Jetson TX2 cudaMalloc() failed with error all CUDA-capable devices are busy or unavailable

hnj5247 · August 31, 2023, 1:40pm

Hello I’m trying to install tinycuda in Jetson TX2 and having errors.
I think there are some memory errors but can’t find why and how to fix it.

(python3.6) nvidia@jetson-desktop:~/project/tiny-cuda-nn$ ./build/mlp_learning_an_image data/images/albert.jpg data/config_hash.json
Loading custom json config ‘data/config_hash.json’.
tiny-cuda-nn warning: FullyFusedMLP is not supported for the selected architecture 62. Falling back to CutlassMLP. For maximum performance, raise the target GPU architecture to 75+.
tiny-cuda-nn warning: FullyFusedMLP is not supported for the selected architecture 62. Falling back to CutlassMLP. For maximum performance, raise the target GPU architecture to 75+.
Beginning optimization with 10000000 training steps.
tiny-cuda-nn warning: GPUMemoryArena: GPU 0 does not support virtual memory. Falling back to regular allocations, which will be larger and can cause occasional stutter.
terminate called after throwing an instance of ‘std::runtime_error’
** what(): /home/nvidia/project/tiny-cuda-nn/include/tiny-cuda-nn/cuda_graph.h:99 cudaStreamEndCapture(stream, &m_graph) failed: operation failed due to a previous error during capture**
Aborted

[with cuda-memcheck]
(python3.6) nvidia@jetson-desktop:~/project/tiny-cuda-nn$ cuda-memcheck ./build/mlp_learning_an_image data/images/albert.jpg data/config_hash.json
========= Saved host backtrace up to driver entry point at error
========= Host Frame:/usr/lib/aarch64-linux-gnu/tegra/libcuda.so.1 (cuMemGetAllocationGranularity + 0x16c) [0x1ee1cc]
========= Host Frame:./build/mlp_learning_an_image [0x735bc]
========= Host Frame:./build/mlp_learning_an_image [0x409d0]
========= Host Frame:./build/mlp_learning_an_image [0x40da4]
========= Host Frame:./build/mlp_learning_an_image [0x28cc4]
========= Host Frame:/lib/aarch64-linux-gnu/libc.so.6 (__libc_start_main + 0xe0) [0x207a0]
========= Host Frame:./build/mlp_learning_an_image [0x35830]

========= Program hit cudaErrorStreamCaptureUnsupported (error 900) due to “operation not permitted when stream is capturing” on CUDA API call to cudaDeviceSynchronize.

ENTRIES SUPPLIED:
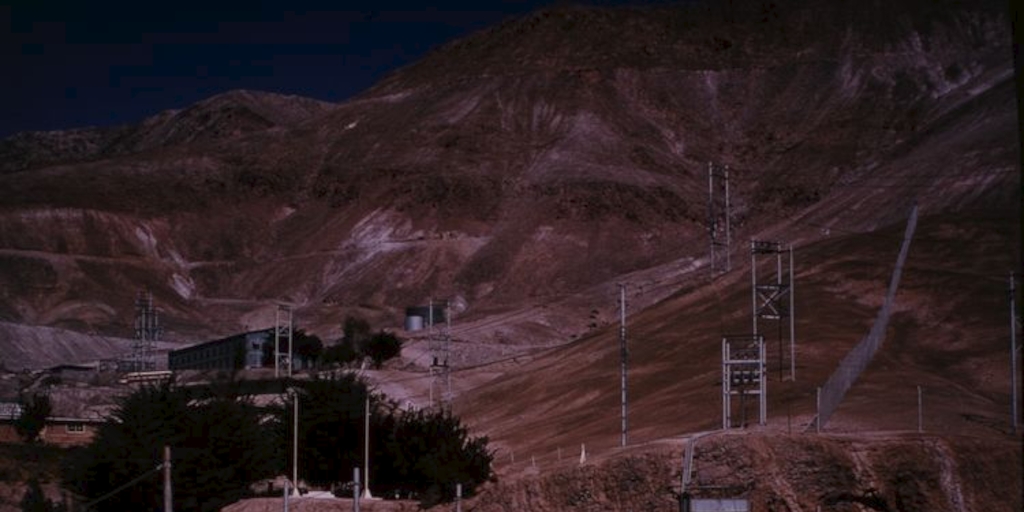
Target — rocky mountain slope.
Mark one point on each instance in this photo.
(509, 168)
(526, 170)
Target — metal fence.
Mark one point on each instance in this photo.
(850, 369)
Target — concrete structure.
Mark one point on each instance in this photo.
(69, 425)
(233, 352)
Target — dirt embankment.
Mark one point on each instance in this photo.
(885, 472)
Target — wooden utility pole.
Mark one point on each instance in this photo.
(167, 480)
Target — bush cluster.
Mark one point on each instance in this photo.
(222, 443)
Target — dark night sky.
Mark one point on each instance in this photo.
(81, 64)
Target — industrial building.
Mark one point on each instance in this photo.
(233, 352)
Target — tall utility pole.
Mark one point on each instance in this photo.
(168, 496)
(719, 224)
(624, 354)
(366, 452)
(283, 332)
(773, 299)
(1013, 353)
(440, 348)
(146, 334)
(295, 441)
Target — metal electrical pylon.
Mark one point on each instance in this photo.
(283, 333)
(146, 334)
(743, 374)
(440, 347)
(773, 297)
(719, 223)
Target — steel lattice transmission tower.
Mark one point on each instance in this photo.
(773, 296)
(743, 373)
(440, 351)
(143, 355)
(283, 333)
(719, 217)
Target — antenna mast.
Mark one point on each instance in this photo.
(624, 356)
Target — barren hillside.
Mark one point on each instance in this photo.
(526, 170)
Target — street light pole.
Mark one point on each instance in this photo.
(295, 441)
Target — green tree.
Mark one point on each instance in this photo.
(218, 442)
(35, 411)
(432, 452)
(35, 500)
(383, 346)
(425, 453)
(330, 427)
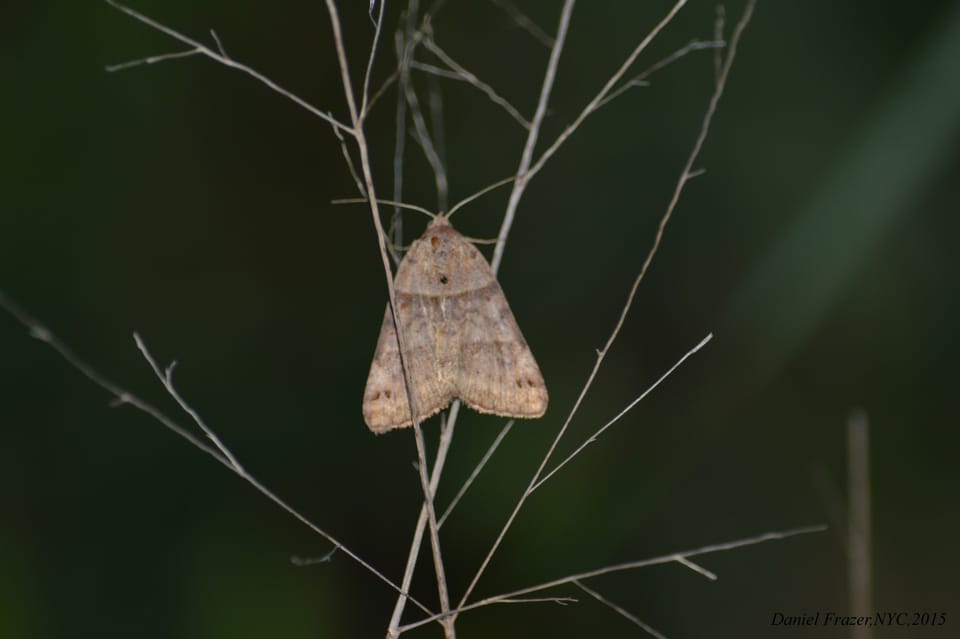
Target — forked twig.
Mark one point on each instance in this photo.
(630, 565)
(618, 609)
(618, 416)
(476, 471)
(460, 73)
(365, 165)
(223, 59)
(678, 189)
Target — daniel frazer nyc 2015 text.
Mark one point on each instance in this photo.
(877, 619)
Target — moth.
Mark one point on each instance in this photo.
(461, 339)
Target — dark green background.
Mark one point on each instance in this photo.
(189, 203)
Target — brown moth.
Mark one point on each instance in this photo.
(460, 337)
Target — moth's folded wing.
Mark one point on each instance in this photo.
(385, 404)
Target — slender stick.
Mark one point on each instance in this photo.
(618, 609)
(631, 565)
(533, 133)
(365, 165)
(218, 452)
(858, 527)
(595, 103)
(678, 189)
(446, 439)
(476, 471)
(225, 60)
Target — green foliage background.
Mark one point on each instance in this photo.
(189, 203)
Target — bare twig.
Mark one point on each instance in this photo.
(422, 134)
(641, 78)
(481, 192)
(524, 22)
(563, 601)
(401, 205)
(153, 59)
(446, 439)
(360, 135)
(461, 73)
(858, 529)
(697, 568)
(476, 471)
(632, 565)
(619, 415)
(681, 182)
(618, 609)
(594, 104)
(526, 156)
(123, 396)
(303, 562)
(203, 49)
(365, 95)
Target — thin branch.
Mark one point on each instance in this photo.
(526, 156)
(229, 62)
(303, 562)
(515, 195)
(349, 160)
(435, 70)
(422, 134)
(640, 79)
(481, 192)
(378, 30)
(473, 475)
(563, 601)
(166, 378)
(619, 415)
(123, 396)
(684, 176)
(462, 74)
(632, 565)
(594, 104)
(859, 568)
(619, 610)
(153, 59)
(365, 165)
(697, 568)
(525, 23)
(402, 205)
(446, 439)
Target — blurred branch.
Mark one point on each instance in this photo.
(219, 451)
(632, 565)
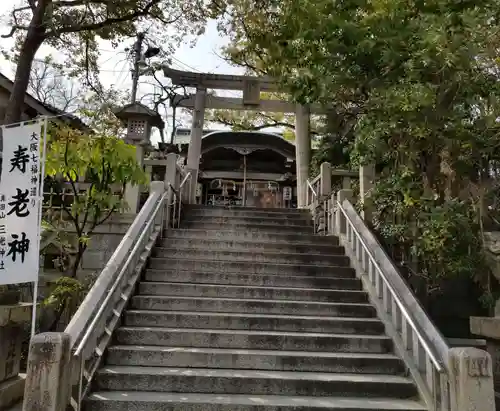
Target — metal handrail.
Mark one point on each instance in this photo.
(118, 279)
(439, 364)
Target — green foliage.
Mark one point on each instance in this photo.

DIRECTIVES:
1 - According to the Jetson TX2 forum post, which MLP implementation does tiny-cuda-nn fall back to because FullyFusedMLP is not supported for architecture 62?
2 - From the cuda-memcheck output in the Jetson TX2 forum post, list every distinct library or executable path that appears on a "Host Frame" line.

WRITTEN ANSWERS:
1 - CutlassMLP

2 -
/usr/lib/aarch64-linux-gnu/tegra/libcuda.so.1
./build/mlp_learning_an_image
/lib/aarch64-linux-gnu/libc.so.6